§ DESCRIPTION OF THE TASK
Write the records out again, precisely as they stand.

§ DATA EXTRACTS

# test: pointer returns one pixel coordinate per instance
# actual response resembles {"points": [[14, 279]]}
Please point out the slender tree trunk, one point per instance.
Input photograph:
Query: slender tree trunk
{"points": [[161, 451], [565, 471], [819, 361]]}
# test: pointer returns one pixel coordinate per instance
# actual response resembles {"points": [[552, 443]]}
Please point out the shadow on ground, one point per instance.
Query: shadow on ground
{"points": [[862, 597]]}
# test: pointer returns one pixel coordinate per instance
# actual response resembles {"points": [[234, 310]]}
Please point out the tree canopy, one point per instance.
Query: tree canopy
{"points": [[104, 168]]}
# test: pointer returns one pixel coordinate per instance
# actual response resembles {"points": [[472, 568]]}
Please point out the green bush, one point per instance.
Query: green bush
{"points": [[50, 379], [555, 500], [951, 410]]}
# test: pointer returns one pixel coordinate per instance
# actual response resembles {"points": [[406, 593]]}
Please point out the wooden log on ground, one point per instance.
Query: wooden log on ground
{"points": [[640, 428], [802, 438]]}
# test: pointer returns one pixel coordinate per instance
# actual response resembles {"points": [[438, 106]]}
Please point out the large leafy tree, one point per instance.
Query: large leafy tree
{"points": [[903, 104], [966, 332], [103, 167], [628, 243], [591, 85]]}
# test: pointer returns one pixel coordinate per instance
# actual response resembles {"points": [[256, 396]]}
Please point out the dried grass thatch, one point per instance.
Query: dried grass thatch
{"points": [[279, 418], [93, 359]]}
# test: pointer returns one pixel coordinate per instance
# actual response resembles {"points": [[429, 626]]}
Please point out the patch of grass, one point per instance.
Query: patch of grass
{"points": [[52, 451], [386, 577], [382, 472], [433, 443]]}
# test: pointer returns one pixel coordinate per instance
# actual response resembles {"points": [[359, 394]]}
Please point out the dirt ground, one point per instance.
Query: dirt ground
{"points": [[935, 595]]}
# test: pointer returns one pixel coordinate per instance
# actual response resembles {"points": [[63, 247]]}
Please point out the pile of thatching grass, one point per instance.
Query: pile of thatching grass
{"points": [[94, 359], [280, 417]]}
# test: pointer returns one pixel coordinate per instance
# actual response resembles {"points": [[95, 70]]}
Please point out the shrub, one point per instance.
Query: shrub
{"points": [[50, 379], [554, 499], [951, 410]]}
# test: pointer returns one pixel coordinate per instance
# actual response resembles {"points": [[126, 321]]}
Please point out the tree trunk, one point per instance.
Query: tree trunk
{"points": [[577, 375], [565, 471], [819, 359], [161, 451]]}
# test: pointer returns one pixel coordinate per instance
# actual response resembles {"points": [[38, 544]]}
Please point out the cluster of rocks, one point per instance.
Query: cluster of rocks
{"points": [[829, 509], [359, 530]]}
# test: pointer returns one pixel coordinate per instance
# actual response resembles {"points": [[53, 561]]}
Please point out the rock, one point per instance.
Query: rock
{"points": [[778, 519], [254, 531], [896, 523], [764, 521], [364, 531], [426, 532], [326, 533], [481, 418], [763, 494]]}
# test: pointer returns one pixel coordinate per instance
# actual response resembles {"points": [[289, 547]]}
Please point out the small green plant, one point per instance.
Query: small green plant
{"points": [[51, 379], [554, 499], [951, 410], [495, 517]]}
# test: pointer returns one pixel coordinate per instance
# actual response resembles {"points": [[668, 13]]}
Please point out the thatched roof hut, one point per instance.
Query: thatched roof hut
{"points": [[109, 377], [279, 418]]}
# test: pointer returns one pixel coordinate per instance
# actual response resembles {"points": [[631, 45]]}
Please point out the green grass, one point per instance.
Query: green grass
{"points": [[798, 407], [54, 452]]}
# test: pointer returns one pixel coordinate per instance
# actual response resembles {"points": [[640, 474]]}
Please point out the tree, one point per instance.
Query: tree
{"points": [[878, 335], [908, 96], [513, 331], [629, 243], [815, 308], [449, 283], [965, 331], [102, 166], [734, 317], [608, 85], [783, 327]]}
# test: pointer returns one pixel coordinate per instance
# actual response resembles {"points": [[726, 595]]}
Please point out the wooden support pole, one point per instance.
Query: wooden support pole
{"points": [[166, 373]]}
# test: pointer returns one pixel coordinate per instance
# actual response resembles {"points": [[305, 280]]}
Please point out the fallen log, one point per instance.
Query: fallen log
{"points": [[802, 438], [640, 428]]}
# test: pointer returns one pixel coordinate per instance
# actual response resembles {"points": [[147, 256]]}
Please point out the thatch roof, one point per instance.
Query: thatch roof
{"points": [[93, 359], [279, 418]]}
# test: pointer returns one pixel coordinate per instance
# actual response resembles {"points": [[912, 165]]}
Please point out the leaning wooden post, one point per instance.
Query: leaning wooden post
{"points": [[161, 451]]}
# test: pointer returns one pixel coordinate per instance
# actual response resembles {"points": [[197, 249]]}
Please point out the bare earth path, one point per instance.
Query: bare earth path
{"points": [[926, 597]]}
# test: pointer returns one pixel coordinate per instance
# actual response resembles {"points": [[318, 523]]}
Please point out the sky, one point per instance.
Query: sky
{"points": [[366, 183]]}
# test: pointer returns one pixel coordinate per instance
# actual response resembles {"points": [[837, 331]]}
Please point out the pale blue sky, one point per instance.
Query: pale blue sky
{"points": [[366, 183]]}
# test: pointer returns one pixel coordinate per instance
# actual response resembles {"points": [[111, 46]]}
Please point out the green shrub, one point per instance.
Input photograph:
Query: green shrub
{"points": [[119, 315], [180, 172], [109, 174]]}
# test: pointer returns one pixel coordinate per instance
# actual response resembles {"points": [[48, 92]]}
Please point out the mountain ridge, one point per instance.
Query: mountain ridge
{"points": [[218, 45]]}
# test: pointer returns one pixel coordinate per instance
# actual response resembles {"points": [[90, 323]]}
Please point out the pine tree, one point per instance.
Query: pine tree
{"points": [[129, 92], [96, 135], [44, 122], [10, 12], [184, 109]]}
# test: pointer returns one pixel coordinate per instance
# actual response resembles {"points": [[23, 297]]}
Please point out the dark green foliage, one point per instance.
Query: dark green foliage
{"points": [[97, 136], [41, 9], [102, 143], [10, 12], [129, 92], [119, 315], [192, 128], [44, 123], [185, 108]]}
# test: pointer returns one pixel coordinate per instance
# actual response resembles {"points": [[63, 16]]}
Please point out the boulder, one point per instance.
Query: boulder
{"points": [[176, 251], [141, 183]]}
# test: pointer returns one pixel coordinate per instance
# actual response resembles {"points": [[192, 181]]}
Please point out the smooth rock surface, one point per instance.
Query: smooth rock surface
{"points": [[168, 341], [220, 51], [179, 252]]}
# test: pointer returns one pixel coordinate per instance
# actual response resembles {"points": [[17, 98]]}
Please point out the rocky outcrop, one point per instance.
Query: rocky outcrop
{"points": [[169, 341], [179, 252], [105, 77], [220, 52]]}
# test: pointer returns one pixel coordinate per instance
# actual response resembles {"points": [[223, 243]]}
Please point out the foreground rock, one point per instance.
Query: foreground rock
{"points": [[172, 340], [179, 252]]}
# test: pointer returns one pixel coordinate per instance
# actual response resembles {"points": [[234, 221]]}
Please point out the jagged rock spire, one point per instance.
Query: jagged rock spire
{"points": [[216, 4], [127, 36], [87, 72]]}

§ FINISHED TASK
# test: pointer returns one pixel coordinate per instance
# actual response resembles {"points": [[14, 279]]}
Please point out the slender tree trunk, one point per instance.
Input photograph:
Query: slender tree trunk
{"points": [[161, 451], [565, 471], [819, 361]]}
# test: pointer returns one pixel coordinate per instance
# actual response resembles {"points": [[552, 443]]}
Please point out the shadow on ground, one point per instance.
Query: shadow on ground
{"points": [[862, 597]]}
# test: pointer returns one pixel coordinate per instance
# actual response resembles {"points": [[234, 310]]}
Please point out the tree canopy, one point per instance.
Query: tree canopy
{"points": [[104, 168]]}
# test: pointer returns one pixel coordinate per instance
# actual response resembles {"points": [[472, 568]]}
Please point out the green bush, one point per instance.
Query: green bush
{"points": [[50, 379], [555, 500], [951, 410]]}
# test: pointer returns one pixel coordinate per instance
# actual response resembles {"points": [[406, 593]]}
Please point out the wooden log on ground, one point per instance.
Query: wooden log on ground
{"points": [[640, 428], [802, 438]]}
# test: pointer returns one pixel coordinate per instance
# actual response resembles {"points": [[438, 106]]}
Please point out the large leafy tree, one point per instance.
Query: large leafy tree
{"points": [[903, 104], [966, 332], [103, 167], [628, 243], [591, 85]]}
# test: pointer returns one pixel coordinate per instance
# actual response resembles {"points": [[256, 396]]}
Please point out the dried grass thatch, one point per instance.
Query: dried grass thatch
{"points": [[279, 418], [93, 359]]}
# test: pointer returns one pixel coordinate per instance
# actual response resembles {"points": [[429, 626]]}
Please point out the patch of grass, one point per instance.
Query: patch of grass
{"points": [[52, 451], [386, 577], [382, 472], [433, 443]]}
# test: pointer returns one pixel coordinate per instance
# actual response resembles {"points": [[359, 394]]}
Please point out the dirt ground, one point per instance.
Query: dirt ground
{"points": [[935, 595]]}
# test: pointer returns one pixel coordinate per instance
# actual response resembles {"points": [[63, 247]]}
Please point out the pile of thatching grass, one point per instance.
Query: pile of thatching grass
{"points": [[94, 359], [280, 417]]}
# test: pointer returns one pixel coordinate per instance
# actual response resembles {"points": [[95, 70]]}
Please point out the shrub, one point per instance.
Query: shrub
{"points": [[50, 379], [554, 499], [951, 410]]}
# test: pointer returns one pixel coordinate per instance
# actual response resembles {"points": [[126, 321]]}
Please point out the tree trunk, one point per instance.
Query: tree trunk
{"points": [[577, 375], [565, 471], [819, 359], [161, 451]]}
# test: pointer returns one pixel coordinate per instance
# actual response resembles {"points": [[38, 544]]}
Please point out the cluster of rocks, one point per instance.
Query: cluster of rocks
{"points": [[829, 509], [359, 530]]}
# test: pointer returns one pixel coordinate per instance
# actual response resembles {"points": [[53, 561]]}
Please point out the rock, one point per instance.
Query: rock
{"points": [[778, 519], [254, 531], [896, 523], [764, 521], [364, 531], [426, 532], [326, 533], [481, 418], [763, 494]]}
# test: pointer returns one pixel coordinate per instance
# actual response resembles {"points": [[289, 547]]}
Please point out the small green plant, one point per instance.
Query: small green plant
{"points": [[51, 379], [554, 499], [951, 410], [495, 517]]}
# test: pointer returns one pixel coordinate per instance
# actual response resembles {"points": [[668, 13]]}
Please point out the thatched roof hut, one point per instance.
Query: thatched roof hut
{"points": [[109, 377], [279, 418]]}
# test: pointer returns one pixel coordinate per instance
# actual response resembles {"points": [[631, 45]]}
Please point out the green grass, one point per instance.
Query: green grass
{"points": [[798, 407], [54, 452]]}
# test: pointer returns one pixel coordinate per instance
# actual response resembles {"points": [[640, 474]]}
Please point out the tree, one point per instance.
Query: tree
{"points": [[878, 335], [908, 96], [513, 331], [629, 243], [815, 308], [449, 283], [965, 331], [102, 166], [734, 317], [608, 85], [783, 327]]}
# test: pointer returns one pixel coordinate per instance
# actual response resembles {"points": [[726, 595]]}
Please point out the wooden support pole, one point per instance.
Query: wooden support pole
{"points": [[166, 373]]}
# test: pointer returns one pixel coordinate per instance
# actual response resembles {"points": [[305, 280]]}
Please point out the fallen log, one point per instance.
Query: fallen log
{"points": [[802, 438], [640, 428]]}
# test: pointer returns one pixel coordinate per instance
# actual response resembles {"points": [[147, 256]]}
Please point out the thatch roof, one point per instance.
Query: thatch roof
{"points": [[93, 359], [279, 418]]}
# test: pointer returns one pixel coordinate per instance
# actual response resembles {"points": [[912, 165]]}
Please point out the leaning wooden post, one point per instance.
Query: leaning wooden post
{"points": [[161, 451]]}
# test: pointer returns one pixel coordinate per instance
# actual response resembles {"points": [[197, 249]]}
Please point out the bare earth path, one point per instance.
Query: bare earth path
{"points": [[926, 597]]}
# test: pointer returns one pixel coordinate per instance
# actual response resembles {"points": [[318, 523]]}
Please point out the sky, one point per instance.
Query: sky
{"points": [[366, 183]]}
# test: pointer returns one pixel coordinate per instance
# actual response resembles {"points": [[837, 331]]}
Please point out the pale blue sky, one point per instance.
Query: pale blue sky
{"points": [[366, 183]]}
# test: pointer returns one pixel coordinate per instance
# actual response resembles {"points": [[111, 46]]}
Please point out the green shrub, one point per instance.
Input photograph:
Query: green shrub
{"points": [[119, 315], [180, 172], [109, 174]]}
# test: pointer returns one pixel coordinate per instance
# actual response resembles {"points": [[48, 92]]}
Please point out the mountain ridge, one point per instance.
Query: mountain ridge
{"points": [[218, 45]]}
# test: pointer returns one pixel coordinate per instance
# actual response resembles {"points": [[90, 323]]}
Please point out the pine tree, one point per instance.
Query: pine tree
{"points": [[129, 92], [96, 135], [44, 122], [10, 12], [184, 109]]}
# test: pointer returns one pixel coordinate per instance
# actual response resembles {"points": [[23, 297]]}
Please point out the dark green foliage, one point per instance.
Query: dark green foliage
{"points": [[97, 136], [41, 9], [102, 143], [10, 12], [129, 92], [119, 315], [192, 128], [44, 123], [185, 108]]}
# test: pointer returns one pixel coordinate per instance
# actual response resembles {"points": [[63, 16]]}
Please point out the boulder, one point per instance.
Query: boulder
{"points": [[176, 251], [141, 183]]}
# test: pointer returns one pixel coordinate per instance
# actual response resembles {"points": [[192, 181]]}
Please point out the smooth rock surface, one point per instance.
Query: smooth rock surface
{"points": [[168, 341], [220, 51], [179, 252]]}
# test: pointer returns one pixel coordinate per instance
# actual response resembles {"points": [[17, 98]]}
Please point out the rocky outcrop, one point per instance.
Query: rocky outcrop
{"points": [[169, 341], [179, 252], [105, 77], [220, 52]]}
# test: pointer returns one pixel coordinate per instance
# actual response resembles {"points": [[223, 243]]}
Please point out the foreground rock, one point per instance.
Query: foreground rock
{"points": [[172, 340], [179, 252]]}
# test: pointer returns one pixel coordinate per instance
# actual response resembles {"points": [[234, 221]]}
Please point out the jagged rock spire, one point per instance.
Query: jagged rock spire
{"points": [[216, 4], [127, 36], [87, 72]]}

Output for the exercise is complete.